## Vorliegender Text
================================
Protokoll der Sitzung vom 27.10.2005

In einem ersten Schritt wird dazu, wie der Minister angekündigt hat, jeweils mindestens ein Familienzentrum als Pilotprojekt in jedem Jugendamtsbezirk einzurichten sein. Wir versprechen uns davon

einerseits fachliche Anstöße für diese Kommunen, andererseits aber auch wichtige Rückmeldungen zu den vom Land zu schaffenden Rahmenbedingungen. Mit dem Nachtragshaushalt, den wir gestern beraten haben, und mit dem heute von den Koalitionsfraktionen vorgelegten Antrag begeben wir uns auf diesen Weg. Die beiden Oppositionsfraktionen sind herzlich eingeladen, diesen Weg gemeinsam mit uns zu gehen. - Vielen Dank.

(Beifall von FDP und CDU)

Vielen Dank. - Als nächste Rednerin hat Frau Altenkamp von der SPD-Fraktion das Wort.

Herr Präsident! Meine Damen und Herren! Herr Lindner, für die Einladung bedanken wir uns ganz herzlich. Wir hätten es aber ganz sicher auch ohne diese Einladung getan, diesen Prozess zu begleiten und mit Ihnen darüber zu diskutieren. Denn es geht uns bei dem Thema Familienzentren nicht darum, ein Haar in der Suppe zu finden, sondern darum, Dinge zu entwickeln und weiterzuentwickeln.

Sie führen mit dem Thema Familienzentren heute einen neuen Begriff ein, aber keinen wirklich neuen Ansatz. Sie haben es schon selber eingeräumt: Es gibt auf der Bundesebene, gefördert vom Bundesfamilienministerium, die Eltern-KindZentren. Es gibt das Haus des Kindes, das Haus für Kinder. Es gibt ganz unterschiedliche Ansätze; sie sind zehn, fünfzehn Jahre alt und greifen peu à peu im Land immer weiter um sich.

Vieles in Ihrem Antrag, was Sie jetzt in der Diskussion angeführt haben, bleibt allerdings vage. Ich will einige Anmerkungen für unsere Fraktion machen:

Erstens. Ich glaube, dass wir alle gemeinsam aufpassen müssen, dass wir es nicht zu einer Überforderung der Kitas kommen lassen. Das muss klar sein. Wir haben in den letzten Jahren aus allen Fraktionen heraus unterschiedliche Anforderungen an die Kitas gestellt. Wir haben zum Teil das Thema Stärkung des Bildungsauftrags sehr intensiv diskutiert. Wir haben die Frage der interkulturellen Erziehung in den Kindertageseinrichtungen auch sehr intensiv diskutiert.

In den letzten Jahren ist sehr intensiv in der Fachszene diskutiert worden, sich mit der Aufgabenstellung des Übergangs zur Schule stärker zu beschäftigen. Die Betreuung der unter Dreijährigen, nicht zuletzt durch die Umsetzung des TAG, ist auch eine Anforderung, die wir an die Kitas gestellt haben.
================================
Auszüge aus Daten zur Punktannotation
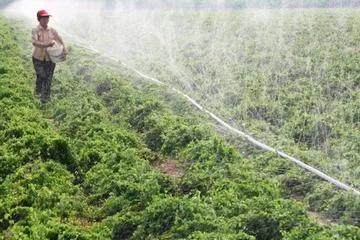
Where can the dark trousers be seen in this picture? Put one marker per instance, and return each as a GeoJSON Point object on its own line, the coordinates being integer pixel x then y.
{"type": "Point", "coordinates": [44, 74]}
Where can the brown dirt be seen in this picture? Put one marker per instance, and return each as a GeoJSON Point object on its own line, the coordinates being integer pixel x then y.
{"type": "Point", "coordinates": [169, 168]}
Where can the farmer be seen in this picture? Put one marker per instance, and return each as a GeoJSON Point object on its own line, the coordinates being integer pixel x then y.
================================
## Aufgabenstellung A
Zitieren Sie aus dem Sitzungsprotokoll wörtlich den Abschnitt, der mit den Worten „In einem ersten“ einsetzt und mit „FDP und CDU)“ schließt.
## Aufgabenstellung B
Beantworten Sie anhand des Sitzungsprotokolls:
(i) Wie viele Familienzentren sollen in einem ersten Schritt in jedem Jugendamtsbezirk mindestens als Pilotprojekt eingerichtet werden?
(ii) Welcher Fraktion gehört Frau Altenkamp an?
(iii) Wie alt sind nach Frau Altenkamps Worten die unterschiedlichen Ansätze?
## Aufgabenstellung C
Führen Sie das Sitzungsprotokoll im Anschluss an seinen letzten Satz fort.

## Schriftliche Antwort A
In einem ersten Schritt wird dazu, wie der Minister angekündigt hat, jeweils mindestens ein Familienzentrum als Pilotprojekt in jedem Jugendamtsbezirk einzurichten sein. Wir versprechen uns davon

einerseits fachliche Anstöße für diese Kommunen, andererseits aber auch wichtige Rückmeldungen zu den vom Land zu schaffenden Rahmenbedingungen. Mit dem Nachtragshaushalt, den wir gestern beraten haben, und mit dem heute von den Koalitionsfraktionen vorgelegten Antrag begeben wir uns auf diesen Weg. Die beiden Oppositionsfraktionen sind herzlich eingeladen, diesen Weg gemeinsam mit uns zu gehen. - Vielen Dank.

(Beifall von FDP und CDU)

## Schriftliche Antwort B
(i) Mindestens eines.
(ii) Der SPD-Fraktion.
(iii) Zehn, fünfzehn Jahre.

## Schriftliche Antwort C
Zweitens. Für die Sozialdemokraten ist es wichtig, dass bei der gesamten Diskussion um Familienzentren klar bleibt: Kitas sind Orte für Kinder. Kinder stehen in den Kitas im Mittelpunkt. Das heißt, die gesamte Palette der Erwachsenenberatung - Schuldnerberatung, Ehe-, Familienberatung, Lebensberatung, Suchtberatung - um die Kita herum zu gruppieren, würden wir für den falschen Ansatz halten.

(Zuruf von Christian Lindner [FDP]: Das steht hier!)

Es geht uns vor allen Dingen um die Stärkung der Kita als Lotse in der Beratungsstruktur für Erwachsene in ihrer Rolle als Eltern.

(Beifall von der SPD)

Eltern brauchen Unterstützung - das ist überhaupt keine Frage - und Eltern brauchen zum Teil Hilfen, auch niedrigschwellige Angebote. Deshalb die Weiterentwicklung der Modellprojekte, die ich angesprochen habe.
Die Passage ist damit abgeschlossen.